### SHORT TASK:
Resume the passage below on spatio-temporal TSDF storage and machine learning, picking up after its final sentence.

As two scans are never exactly the same, even if nothing has changed in the scene, approaches have to be developed to avoid storing “changes" that are none. A (local) threshold-based approach could be used, where the amount of change is measured and the change is only stored if it exceeds the threshold. However, it has to be considered that some things change slowly over time, e.g., plants.

To facilitate LoD approaches, the base geometry and the changes \(C_1\) ... \(C_n\) can also be stored in different granularity levels (TSDF resolutions). Similar to storing only the changes to the previous timestamp in the temporal domain, we store in the spatial domain for each LoD the change to the previous LoD. To obtain a representation for a specific LoD, the different levels have to be summed. The memory impact and the access times (especially for higher LoDs) for such an approach would have to be investigated.

4.4 Concept for Spatio-temporal Access

Access in the spatial domain is achieved by means of a hash table, as described in [22]. Access in the temporal domain, requires accumulation of changes up to a certain timestamp. To access the distance value stored at a voxel \(v_i=(x,y,z,t_i)\), the changes to this voxel have to be accumulated:

$$\begin{aligned} v_i = v_0 + \sum _{n=1}^{i} v_n. \end{aligned}$$
(2)

The performance of this accumulation of changes is dependent on the access performance of the underlying spatial data structure that is used for storing the TSDFs.

A high resolution in the temporal domain could lead to decreased access performance, as possibly a lot of changes have to be accumulated. This problem can be mitigated by storing a full representation every x timestamps and calculating \(v_i\) as:

$$\begin{aligned} v_i= v_{a} + \sum _{n=a + 1}^{i} v_n, \text { with } a = \lfloor * \rfloor {\frac{i}{x}}*x. \end{aligned}$$
(3)

Alternatively, multiple changes could be squashed into one change representation after a certain valid-time for the recorded data has been exceeded.

4.5 Support for Machine Learning

Machine learning is a fundamental building block for smart cities. “The advancement of data science, particularly the machine learning techniques, will complement existing theories of cities and infrastructure and jointly contribute to the essential knowledge for developing digital twins” [35]. Thus, a data structure has to support existing machine learning approaches.

Camuffo et al. give a comprehensive overview of deep learning approaches for point clouds in the areas of semantic scene understanding, compression, and completion. Additionally, they introduce typical data structures, acquisition approaches, and common point cloud data sets [4]. “When dealing with deep learning algorithms, point clouds are usually not the most suitable data structure to process. Thus, the input data are frequently subject to transformations that allow them to satisfy the specific needs of the architecture” [4]. Deep learning approaches either operate

  • Discretization-based: The point cloud is transformed into a discrete structure, such as a voxel grid or an octree (e.g., SEGCloud [31], LatticeNet [29]).

  • Projection-based: The point cloud is remapped to a simpler structure, such as multiview images, a sphere, or a cylinder (e.g., SnapNet [2], SqueezeSeg [36]).

  • Point cloud-based: The neural net directly processes the points (e.g., PointNet [24], RandLA-Net [9]).

### MATERIAL SUPPLIED:
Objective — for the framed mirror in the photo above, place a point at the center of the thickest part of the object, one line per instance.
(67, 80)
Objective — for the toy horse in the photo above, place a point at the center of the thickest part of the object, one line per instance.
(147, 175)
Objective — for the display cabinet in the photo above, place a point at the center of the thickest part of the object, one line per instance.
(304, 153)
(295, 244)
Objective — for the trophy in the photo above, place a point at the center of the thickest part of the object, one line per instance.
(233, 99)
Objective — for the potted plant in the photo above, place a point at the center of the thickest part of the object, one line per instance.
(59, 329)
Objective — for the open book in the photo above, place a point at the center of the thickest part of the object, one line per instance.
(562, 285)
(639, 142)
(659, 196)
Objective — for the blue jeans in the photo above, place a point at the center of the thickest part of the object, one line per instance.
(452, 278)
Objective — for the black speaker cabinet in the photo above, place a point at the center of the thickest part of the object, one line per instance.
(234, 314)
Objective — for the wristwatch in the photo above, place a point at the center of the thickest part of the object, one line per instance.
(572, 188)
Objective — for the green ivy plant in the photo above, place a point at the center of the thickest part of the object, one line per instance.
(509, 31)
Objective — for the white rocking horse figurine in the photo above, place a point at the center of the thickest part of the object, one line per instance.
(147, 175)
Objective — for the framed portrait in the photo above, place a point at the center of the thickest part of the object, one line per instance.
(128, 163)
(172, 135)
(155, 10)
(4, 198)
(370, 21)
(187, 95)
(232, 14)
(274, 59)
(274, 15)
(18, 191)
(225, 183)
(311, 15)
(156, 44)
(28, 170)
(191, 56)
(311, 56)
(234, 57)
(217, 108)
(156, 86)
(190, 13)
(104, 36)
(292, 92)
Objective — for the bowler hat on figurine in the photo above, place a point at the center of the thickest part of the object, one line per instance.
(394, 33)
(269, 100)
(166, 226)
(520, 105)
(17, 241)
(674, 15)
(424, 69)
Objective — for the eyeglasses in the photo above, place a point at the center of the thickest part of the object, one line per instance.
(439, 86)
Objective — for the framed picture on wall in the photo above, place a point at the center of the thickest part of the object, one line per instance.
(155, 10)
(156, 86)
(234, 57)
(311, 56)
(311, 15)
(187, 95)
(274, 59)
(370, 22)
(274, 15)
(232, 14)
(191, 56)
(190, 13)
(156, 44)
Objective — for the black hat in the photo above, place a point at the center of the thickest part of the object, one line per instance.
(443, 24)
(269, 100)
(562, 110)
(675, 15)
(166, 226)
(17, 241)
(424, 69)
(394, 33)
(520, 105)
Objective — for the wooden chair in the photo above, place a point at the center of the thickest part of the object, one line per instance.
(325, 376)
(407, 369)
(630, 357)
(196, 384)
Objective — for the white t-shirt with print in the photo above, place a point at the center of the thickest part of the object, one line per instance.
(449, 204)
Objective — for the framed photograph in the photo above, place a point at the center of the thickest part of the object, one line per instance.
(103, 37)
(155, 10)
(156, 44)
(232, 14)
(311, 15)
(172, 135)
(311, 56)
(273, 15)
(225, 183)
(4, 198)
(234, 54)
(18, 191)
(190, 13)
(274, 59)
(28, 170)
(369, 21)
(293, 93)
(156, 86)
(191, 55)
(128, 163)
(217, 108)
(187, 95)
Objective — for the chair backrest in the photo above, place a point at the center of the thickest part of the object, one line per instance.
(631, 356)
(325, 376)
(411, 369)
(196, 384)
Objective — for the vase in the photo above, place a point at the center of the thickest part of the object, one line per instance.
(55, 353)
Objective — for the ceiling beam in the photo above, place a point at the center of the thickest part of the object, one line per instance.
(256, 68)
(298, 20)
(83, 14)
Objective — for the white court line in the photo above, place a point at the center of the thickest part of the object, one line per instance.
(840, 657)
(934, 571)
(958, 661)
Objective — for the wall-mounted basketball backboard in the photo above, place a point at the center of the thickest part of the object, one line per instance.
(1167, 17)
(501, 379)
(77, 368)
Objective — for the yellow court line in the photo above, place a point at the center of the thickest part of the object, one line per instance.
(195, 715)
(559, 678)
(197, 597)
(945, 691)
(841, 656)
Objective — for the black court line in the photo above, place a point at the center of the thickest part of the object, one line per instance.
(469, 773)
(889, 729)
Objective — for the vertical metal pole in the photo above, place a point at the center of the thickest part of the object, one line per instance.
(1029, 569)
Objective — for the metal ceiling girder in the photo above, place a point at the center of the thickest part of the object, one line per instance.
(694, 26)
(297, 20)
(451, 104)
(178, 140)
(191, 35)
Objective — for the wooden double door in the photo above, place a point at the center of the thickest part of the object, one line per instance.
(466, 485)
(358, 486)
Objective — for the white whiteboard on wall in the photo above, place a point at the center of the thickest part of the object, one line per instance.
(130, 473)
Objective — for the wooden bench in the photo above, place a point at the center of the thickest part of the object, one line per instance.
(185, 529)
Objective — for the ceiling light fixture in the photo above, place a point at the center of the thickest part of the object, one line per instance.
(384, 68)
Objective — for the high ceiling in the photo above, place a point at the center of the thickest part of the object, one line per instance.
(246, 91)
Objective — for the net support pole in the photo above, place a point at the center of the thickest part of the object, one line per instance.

### REPLY TO THE EXERCISE:
Using the proposed TSDF-based storage format, all of these deep learning input formats can be derived. A point cloud can be computed in a preprocessing step by retrieving the distance value for each surface voxel for a timestamp, computing the surface normals using central differences, and deriving the corresponding surface points. If no preprocessing should take place, the points can also be directly accessed without prior conversion to the full geometry. This involves, however, distance value accesses and normal calculation, every time a point is accessed. The ability to convert from TSDFs to point clouds and vice versa ensures the interoperability with existing analysis approaches. While the derived point cloud can then be converted to the other input formats, it is also possible to directly use the TSDF-based representation. As the proposed data structure is already regular and discrete it can be used directly for discretization-based approaches. However, for some deep learning approaches it might be required to convert the distances to occupancies and arrange the voxels in a hierarchical data structure. The TSDF-based data structure can also be used for projection, using ray marching methods. As a TSDF provides a continuous surface, the problem of holes, when using point clouds, is mitigated.

5 Conclusions

This work presented the digital twin as one of the key components for smart city applications. Such digital twin is the basis for real-time monitoring and offline analysis of the physical world. Therefore, it has to reflect the current status of the physical object, memorize the state changes, and offer functionality for simulation and prediction.

We focused on exploring the boundary conditions, requirements, and challenges of a data structure for spatio-temporal data in this context. We derived these requirements and challenges from the applications and characteristics of digital twins for use in smart city systems. Providing a high spatial scale and sufficient detail, while maintaining a compact memory representation is one of the main challenges for such a data structure. Further, fast access and LoD support for GPU-based analysis approaches is required. New data has to be integrated efficiently and existing analysis methods should be able to operate on the data structure. Compression approaches are useful for archiving and transmission of data.

These requirements should be considered, when searching for a data structure that is suited for the spatio-temporal data that we have to store and process for enabling smart cities.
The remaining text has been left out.